Please restate exactly the lines from the one holding "Place one point per instance of the street" to the end of the material, including both ends and excluding every picture.

> [SOURCE DATA]:
┌──

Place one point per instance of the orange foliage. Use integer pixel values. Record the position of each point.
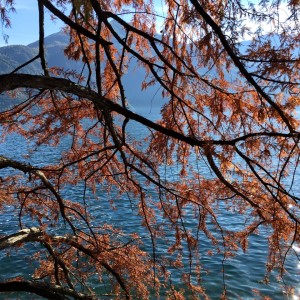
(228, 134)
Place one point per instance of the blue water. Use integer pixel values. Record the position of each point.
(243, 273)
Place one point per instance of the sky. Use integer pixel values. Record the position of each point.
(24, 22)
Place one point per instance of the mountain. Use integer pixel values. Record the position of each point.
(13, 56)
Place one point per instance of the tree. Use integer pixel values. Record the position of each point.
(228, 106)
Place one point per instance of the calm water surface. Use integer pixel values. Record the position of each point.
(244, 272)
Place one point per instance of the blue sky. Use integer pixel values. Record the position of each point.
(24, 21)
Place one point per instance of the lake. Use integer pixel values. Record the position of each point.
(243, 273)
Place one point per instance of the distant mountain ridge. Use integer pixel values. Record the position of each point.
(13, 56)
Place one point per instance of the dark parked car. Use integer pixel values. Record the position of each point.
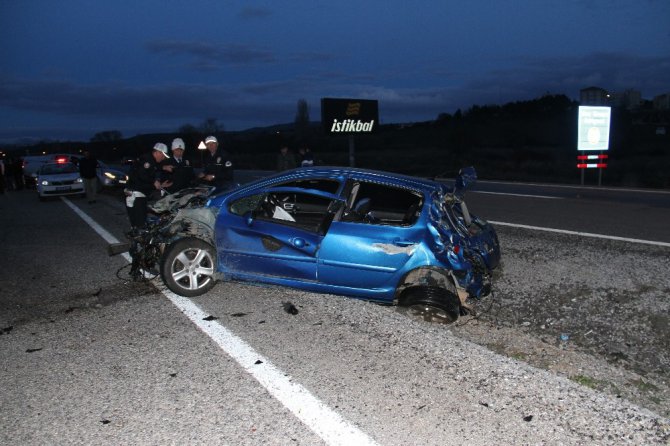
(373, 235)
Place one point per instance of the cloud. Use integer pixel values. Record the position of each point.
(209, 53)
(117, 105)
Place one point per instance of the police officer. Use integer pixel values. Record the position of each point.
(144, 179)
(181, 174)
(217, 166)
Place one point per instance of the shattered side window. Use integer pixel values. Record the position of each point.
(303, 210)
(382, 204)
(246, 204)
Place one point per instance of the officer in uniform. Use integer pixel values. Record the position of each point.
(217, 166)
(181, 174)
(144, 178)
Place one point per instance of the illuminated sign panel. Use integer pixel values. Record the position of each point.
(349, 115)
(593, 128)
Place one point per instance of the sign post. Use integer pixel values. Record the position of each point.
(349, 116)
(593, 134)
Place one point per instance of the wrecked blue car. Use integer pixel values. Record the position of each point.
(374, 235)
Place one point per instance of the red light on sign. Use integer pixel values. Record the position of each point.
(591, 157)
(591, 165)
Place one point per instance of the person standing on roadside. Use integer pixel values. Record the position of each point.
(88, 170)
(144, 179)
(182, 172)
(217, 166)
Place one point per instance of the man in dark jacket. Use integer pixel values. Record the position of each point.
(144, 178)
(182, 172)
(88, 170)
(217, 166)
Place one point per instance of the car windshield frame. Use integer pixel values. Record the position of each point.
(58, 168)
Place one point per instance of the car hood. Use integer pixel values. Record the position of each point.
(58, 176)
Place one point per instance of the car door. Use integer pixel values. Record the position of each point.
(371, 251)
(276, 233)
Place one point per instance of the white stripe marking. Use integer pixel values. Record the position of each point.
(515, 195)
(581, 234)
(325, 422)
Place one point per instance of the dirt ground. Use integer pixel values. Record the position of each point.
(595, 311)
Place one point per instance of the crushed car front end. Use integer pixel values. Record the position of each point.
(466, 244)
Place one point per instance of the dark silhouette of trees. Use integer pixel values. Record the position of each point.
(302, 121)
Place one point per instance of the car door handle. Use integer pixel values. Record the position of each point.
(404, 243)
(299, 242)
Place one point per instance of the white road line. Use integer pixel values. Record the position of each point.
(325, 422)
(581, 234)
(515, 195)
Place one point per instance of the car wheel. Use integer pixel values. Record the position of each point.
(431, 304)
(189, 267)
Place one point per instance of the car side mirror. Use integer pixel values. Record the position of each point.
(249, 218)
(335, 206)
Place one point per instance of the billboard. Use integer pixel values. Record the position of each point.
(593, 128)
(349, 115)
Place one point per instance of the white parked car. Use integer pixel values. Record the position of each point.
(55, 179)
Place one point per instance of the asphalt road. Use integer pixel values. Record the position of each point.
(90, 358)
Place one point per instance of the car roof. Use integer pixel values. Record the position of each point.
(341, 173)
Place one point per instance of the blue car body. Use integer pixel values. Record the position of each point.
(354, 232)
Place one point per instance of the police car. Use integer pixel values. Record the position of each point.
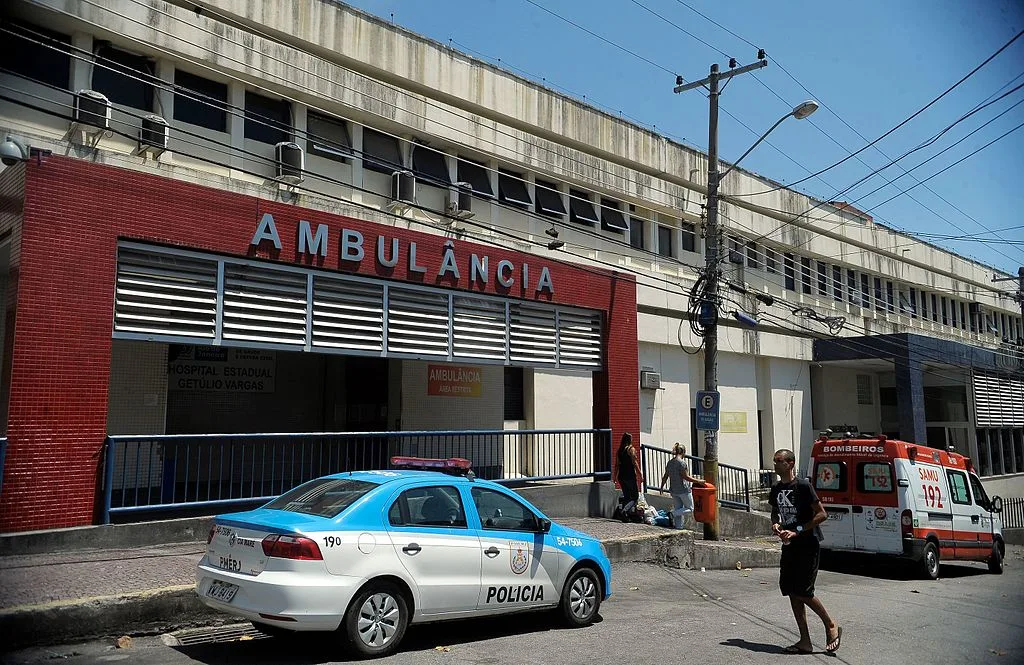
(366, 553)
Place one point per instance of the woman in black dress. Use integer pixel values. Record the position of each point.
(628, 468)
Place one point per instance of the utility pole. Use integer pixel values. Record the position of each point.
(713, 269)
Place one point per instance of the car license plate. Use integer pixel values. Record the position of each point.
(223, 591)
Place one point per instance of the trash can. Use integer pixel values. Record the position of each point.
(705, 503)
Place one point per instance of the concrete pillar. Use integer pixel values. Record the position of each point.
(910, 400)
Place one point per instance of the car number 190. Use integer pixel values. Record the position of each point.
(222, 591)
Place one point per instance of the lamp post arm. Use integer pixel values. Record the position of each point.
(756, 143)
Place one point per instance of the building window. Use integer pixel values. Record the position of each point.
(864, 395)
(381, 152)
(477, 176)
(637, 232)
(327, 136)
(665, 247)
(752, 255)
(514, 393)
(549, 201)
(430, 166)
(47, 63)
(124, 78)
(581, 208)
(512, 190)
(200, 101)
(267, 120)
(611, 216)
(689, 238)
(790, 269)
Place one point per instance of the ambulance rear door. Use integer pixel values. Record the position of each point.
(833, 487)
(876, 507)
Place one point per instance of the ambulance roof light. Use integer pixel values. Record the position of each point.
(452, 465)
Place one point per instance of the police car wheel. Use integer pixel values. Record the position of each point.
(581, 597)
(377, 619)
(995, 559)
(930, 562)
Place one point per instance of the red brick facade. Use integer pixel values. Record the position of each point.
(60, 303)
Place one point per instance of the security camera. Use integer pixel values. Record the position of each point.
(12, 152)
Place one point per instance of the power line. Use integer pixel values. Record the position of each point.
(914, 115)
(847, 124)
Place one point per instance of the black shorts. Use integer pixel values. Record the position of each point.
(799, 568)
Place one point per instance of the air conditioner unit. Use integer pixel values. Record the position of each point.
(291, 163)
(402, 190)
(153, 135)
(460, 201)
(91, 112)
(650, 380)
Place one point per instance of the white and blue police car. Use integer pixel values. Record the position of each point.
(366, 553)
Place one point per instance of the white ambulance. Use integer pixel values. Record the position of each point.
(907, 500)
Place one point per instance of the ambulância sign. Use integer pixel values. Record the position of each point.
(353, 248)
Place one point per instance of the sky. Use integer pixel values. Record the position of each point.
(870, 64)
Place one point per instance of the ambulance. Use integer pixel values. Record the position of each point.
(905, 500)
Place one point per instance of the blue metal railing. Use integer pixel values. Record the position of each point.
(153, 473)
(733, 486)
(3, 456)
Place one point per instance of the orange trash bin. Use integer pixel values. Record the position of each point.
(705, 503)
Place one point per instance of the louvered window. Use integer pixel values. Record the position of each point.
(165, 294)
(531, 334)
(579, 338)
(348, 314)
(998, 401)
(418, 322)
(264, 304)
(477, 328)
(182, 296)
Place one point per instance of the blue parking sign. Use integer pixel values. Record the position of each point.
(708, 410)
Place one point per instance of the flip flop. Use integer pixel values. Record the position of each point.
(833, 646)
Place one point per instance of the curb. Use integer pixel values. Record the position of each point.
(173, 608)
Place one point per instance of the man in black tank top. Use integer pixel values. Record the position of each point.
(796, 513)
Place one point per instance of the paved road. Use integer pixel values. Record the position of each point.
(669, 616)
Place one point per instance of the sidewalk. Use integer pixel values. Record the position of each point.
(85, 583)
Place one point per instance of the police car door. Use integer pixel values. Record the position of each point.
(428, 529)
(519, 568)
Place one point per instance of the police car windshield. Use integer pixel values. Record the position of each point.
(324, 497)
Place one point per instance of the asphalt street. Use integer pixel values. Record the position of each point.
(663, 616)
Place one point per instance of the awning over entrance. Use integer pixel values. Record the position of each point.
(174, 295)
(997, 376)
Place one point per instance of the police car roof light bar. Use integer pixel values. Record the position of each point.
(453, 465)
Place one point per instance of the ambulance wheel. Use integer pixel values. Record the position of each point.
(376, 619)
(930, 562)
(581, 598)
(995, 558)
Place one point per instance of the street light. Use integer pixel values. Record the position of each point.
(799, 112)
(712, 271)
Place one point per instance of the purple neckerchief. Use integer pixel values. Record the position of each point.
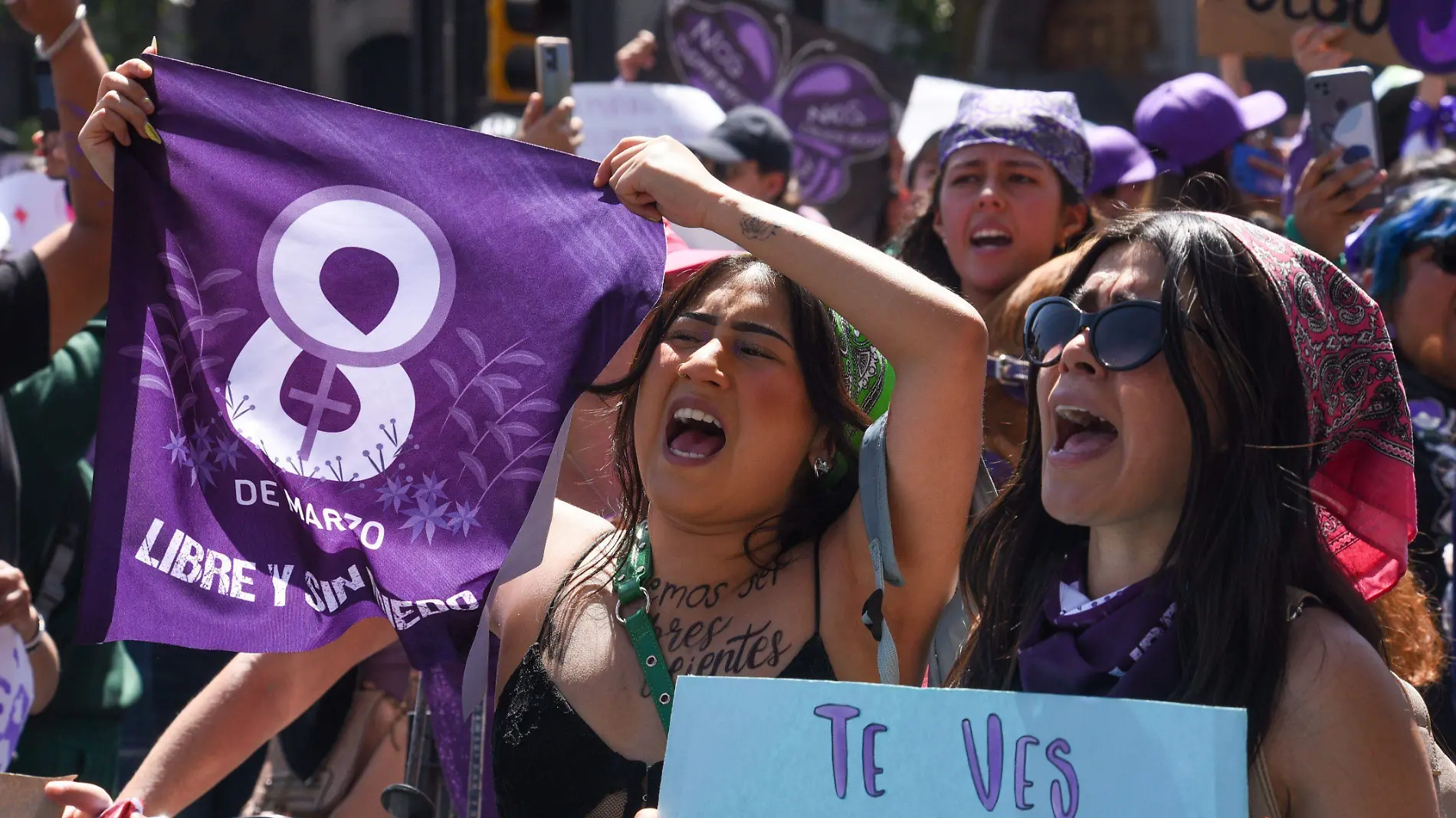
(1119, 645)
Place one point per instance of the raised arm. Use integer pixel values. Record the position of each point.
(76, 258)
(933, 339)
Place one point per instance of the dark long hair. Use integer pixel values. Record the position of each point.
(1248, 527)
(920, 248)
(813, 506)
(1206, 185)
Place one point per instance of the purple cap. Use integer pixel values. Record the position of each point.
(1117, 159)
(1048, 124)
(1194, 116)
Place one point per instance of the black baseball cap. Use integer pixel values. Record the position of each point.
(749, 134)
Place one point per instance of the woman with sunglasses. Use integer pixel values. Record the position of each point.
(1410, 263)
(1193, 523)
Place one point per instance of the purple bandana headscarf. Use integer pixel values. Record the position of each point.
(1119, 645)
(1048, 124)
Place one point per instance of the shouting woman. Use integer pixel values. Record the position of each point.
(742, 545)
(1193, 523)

└──

> [ANSWER FOR THE TASK]:
Place one point per instance of the street light. Use integer pixel values. Record the position of each point.
(799, 112)
(712, 271)
Place one point per instance of the purple neckerchief. Use integer pixel values. Record the position of each point.
(1119, 645)
Place one point per instance of the raised arm. Use integer pixel values. Record the position of each point.
(76, 258)
(933, 339)
Place one point per instance of the dark long hair. Use integer pixel values. Record the position of each point.
(1248, 527)
(920, 248)
(813, 506)
(1206, 185)
Place one point per instance of the purple cap. Use integer pixel values. Record the position of each point.
(1117, 159)
(1048, 124)
(1194, 116)
Place one point per instance of the black baseball cap. Use integer pixel values. Record the position of each point.
(749, 134)
Place one point per instance of the woman with sunglasses. Use integer pixel values. Record the position of each point.
(1410, 263)
(1193, 523)
Place one point per instance of the purple bandana headscarf. Use integer pixel values. Record the position of each point.
(1119, 645)
(1048, 124)
Place one point per instance of the shouting woman. Use integer pixel values. Record the position of each point.
(742, 545)
(1193, 523)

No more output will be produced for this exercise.